Extrait
⟨
Tchaïkovsky était alors à Londres, et, comme autrefois, nous nous mîmes à faire de la propagande parmi les ouvriers. Aidés de quelques ouvriers anglais, dont nous avions fait connaissance au congrès de 1881, ou que les poursuites exercées contre John Most avaient attirés dans le camp socialiste, nous allions dans les clubs radicaux, parlant de la situation en Russie, du mouvement de notre jeunesse russe vers le peuple, et du socialisme en général. Nous avions un auditoire très restreint, rarement de plus de dix personnes. Quelquefois un vieux Chartiste à barbe grise se levait dans l’auditoire et nous disait que tout ce que nous racontions avait été exprimé quarante ans auparavant et accueilli alors avec enthousiasme par la foule des ouvriers, mais que tout cela était mort désormais et qu’il n’y avait pas d’espoir de le faire revivre.
⟩
Consignes
- a) D'après l'extrait sur la propagande à Londres, combien de personnes composaient d'ordinaire l'auditoire ?
- b) Poursuivez l'extrait sur la propagande à Londres à la suite de sa dernière phrase.

Données
⟨
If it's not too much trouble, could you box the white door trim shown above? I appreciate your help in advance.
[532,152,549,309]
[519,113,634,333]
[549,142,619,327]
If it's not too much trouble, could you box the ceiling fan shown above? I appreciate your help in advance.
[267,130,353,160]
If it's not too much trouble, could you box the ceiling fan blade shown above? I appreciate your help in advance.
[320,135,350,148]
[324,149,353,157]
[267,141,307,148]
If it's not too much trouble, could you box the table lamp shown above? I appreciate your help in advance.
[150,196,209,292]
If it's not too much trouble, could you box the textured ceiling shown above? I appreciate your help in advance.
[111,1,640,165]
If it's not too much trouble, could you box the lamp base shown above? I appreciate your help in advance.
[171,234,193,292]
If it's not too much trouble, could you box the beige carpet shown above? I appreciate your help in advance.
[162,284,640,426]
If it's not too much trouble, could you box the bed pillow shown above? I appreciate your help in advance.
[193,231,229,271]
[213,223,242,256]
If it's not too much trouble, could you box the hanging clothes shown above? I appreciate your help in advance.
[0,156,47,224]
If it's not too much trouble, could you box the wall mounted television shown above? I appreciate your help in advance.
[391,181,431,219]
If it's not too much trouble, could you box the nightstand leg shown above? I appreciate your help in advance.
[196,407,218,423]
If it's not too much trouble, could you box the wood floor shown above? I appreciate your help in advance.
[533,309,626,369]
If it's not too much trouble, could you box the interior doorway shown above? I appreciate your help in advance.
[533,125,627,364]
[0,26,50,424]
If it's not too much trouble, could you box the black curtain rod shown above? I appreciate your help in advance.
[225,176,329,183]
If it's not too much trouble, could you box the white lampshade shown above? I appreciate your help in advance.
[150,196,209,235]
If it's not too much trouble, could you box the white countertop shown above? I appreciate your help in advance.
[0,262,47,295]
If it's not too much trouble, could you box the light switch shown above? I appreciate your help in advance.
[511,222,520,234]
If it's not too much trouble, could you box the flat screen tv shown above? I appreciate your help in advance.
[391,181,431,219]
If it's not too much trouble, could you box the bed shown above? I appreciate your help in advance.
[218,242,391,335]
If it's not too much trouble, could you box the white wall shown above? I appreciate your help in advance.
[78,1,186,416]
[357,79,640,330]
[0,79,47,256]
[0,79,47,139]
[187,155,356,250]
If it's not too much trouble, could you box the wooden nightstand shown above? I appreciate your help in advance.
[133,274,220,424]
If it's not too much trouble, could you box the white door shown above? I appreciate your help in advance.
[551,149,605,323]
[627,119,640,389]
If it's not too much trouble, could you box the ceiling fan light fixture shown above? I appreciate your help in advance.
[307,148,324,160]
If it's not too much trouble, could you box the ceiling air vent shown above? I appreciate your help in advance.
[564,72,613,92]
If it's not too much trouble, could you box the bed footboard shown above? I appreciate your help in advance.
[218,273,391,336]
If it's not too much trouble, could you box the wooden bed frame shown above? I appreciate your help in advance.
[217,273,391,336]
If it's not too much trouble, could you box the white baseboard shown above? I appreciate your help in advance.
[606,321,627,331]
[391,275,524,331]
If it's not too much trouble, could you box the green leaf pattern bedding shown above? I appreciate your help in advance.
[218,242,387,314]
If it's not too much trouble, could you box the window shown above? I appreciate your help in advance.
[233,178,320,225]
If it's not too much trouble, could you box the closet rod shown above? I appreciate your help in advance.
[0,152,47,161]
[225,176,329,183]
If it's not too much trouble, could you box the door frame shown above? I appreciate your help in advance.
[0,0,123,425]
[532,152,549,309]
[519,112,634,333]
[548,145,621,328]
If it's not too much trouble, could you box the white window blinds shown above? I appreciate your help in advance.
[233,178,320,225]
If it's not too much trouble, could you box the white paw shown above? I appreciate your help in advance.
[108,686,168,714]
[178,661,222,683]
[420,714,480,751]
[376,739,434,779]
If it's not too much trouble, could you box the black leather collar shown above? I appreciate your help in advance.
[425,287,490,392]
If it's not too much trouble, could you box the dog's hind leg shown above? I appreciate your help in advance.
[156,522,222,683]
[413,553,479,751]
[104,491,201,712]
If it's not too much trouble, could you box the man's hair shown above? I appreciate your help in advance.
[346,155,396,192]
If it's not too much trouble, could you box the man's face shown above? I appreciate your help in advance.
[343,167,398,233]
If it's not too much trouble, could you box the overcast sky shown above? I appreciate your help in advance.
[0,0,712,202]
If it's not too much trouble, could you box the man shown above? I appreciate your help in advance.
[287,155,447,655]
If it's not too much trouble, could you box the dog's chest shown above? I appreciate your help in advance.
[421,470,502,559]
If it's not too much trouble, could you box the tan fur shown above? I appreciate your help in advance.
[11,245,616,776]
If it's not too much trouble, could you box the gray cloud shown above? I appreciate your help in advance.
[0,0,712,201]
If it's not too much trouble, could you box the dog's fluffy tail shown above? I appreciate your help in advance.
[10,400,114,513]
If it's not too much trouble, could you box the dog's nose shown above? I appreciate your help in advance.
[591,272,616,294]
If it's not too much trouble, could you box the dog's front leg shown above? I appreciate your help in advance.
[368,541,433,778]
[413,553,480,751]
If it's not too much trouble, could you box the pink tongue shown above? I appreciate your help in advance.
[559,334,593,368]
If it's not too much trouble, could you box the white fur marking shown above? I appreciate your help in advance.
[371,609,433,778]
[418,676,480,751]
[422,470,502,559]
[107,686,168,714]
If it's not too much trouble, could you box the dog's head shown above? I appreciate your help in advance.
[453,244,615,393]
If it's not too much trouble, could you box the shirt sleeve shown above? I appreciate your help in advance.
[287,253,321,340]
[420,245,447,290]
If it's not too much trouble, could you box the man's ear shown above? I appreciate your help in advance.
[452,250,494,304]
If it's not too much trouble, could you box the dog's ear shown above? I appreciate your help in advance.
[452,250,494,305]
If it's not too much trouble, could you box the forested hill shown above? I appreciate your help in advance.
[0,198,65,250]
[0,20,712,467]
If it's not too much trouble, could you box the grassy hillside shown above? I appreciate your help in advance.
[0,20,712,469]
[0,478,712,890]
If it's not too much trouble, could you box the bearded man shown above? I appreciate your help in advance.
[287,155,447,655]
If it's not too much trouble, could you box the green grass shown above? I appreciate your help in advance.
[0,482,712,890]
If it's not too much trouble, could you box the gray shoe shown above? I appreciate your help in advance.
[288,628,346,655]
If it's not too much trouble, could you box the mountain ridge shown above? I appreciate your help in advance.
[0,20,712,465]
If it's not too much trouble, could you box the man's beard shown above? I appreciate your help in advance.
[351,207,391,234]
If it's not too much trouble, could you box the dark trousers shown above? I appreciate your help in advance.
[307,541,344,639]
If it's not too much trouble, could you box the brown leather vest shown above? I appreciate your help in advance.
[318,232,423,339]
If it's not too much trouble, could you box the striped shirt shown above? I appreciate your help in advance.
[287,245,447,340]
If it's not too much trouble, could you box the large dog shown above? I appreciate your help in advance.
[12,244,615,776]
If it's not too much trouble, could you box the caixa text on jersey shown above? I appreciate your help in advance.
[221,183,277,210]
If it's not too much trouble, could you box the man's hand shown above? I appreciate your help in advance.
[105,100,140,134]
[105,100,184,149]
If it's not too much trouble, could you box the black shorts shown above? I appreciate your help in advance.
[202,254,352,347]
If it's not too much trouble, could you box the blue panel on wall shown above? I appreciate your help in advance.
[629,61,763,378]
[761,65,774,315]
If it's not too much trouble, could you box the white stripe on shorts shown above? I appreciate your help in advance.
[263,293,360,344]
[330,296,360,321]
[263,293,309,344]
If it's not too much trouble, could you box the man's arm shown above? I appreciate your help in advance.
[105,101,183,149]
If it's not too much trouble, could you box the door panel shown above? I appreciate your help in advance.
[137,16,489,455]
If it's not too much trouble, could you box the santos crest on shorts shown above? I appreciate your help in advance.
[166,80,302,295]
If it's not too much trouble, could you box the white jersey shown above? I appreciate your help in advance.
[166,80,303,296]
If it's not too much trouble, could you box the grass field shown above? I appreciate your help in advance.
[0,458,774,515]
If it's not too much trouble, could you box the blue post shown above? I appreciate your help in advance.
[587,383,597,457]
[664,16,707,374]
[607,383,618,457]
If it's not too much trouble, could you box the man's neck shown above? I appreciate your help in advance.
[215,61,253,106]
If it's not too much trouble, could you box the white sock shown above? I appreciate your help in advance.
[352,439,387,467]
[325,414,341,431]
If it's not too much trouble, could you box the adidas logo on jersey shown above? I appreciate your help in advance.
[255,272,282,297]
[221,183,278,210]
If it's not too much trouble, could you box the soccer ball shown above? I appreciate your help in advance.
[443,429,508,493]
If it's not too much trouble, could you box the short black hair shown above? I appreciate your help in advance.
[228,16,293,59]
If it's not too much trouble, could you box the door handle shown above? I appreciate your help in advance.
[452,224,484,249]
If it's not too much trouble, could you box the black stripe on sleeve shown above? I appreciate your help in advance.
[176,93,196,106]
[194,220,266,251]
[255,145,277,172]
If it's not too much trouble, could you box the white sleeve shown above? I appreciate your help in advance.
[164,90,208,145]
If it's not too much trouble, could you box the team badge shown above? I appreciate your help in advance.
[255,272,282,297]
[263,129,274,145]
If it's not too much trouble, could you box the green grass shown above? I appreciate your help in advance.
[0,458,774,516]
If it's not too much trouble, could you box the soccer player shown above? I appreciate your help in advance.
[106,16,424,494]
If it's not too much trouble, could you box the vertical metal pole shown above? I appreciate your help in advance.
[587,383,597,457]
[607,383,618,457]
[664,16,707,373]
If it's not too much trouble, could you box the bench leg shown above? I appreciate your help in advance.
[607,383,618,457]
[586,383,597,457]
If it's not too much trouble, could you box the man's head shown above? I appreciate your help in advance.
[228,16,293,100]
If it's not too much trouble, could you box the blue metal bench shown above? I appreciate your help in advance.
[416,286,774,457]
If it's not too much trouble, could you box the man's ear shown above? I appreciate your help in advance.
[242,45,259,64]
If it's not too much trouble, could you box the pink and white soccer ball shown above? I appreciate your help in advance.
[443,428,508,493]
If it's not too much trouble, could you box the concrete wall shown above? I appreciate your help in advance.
⟩
Réponses
- a) Rarement plus de dix personnes.

- b)
Hyndman venait de publier son excellente étude sur le socialisme de Marx, sous le titre de England for All ; et je me souviens qu’un jour de l’été de 1882, je lui conseillai sérieusement de fonder un journal socialiste. Je lui racontai avec quelles ressources modiques nous avions commencé à publier Le Révolté et je lui prédisais un succès certain, s’il voulait tenter la chose. Mais la situation générale était si pauvre de promesses que même Hyndman prévoyait un échec certain, à moins de disposer de l’argent nécessaire pour couvrir toutes les dépenses. Il avait peut-être raison ; mais lorsqu’il fonda la Justice trois années plus tard, il trouva le plus cordial appui auprès des ouvriers ; en 1886 il y avait trois journaux socialistes et la fédération social-démocratique était alors une association influente.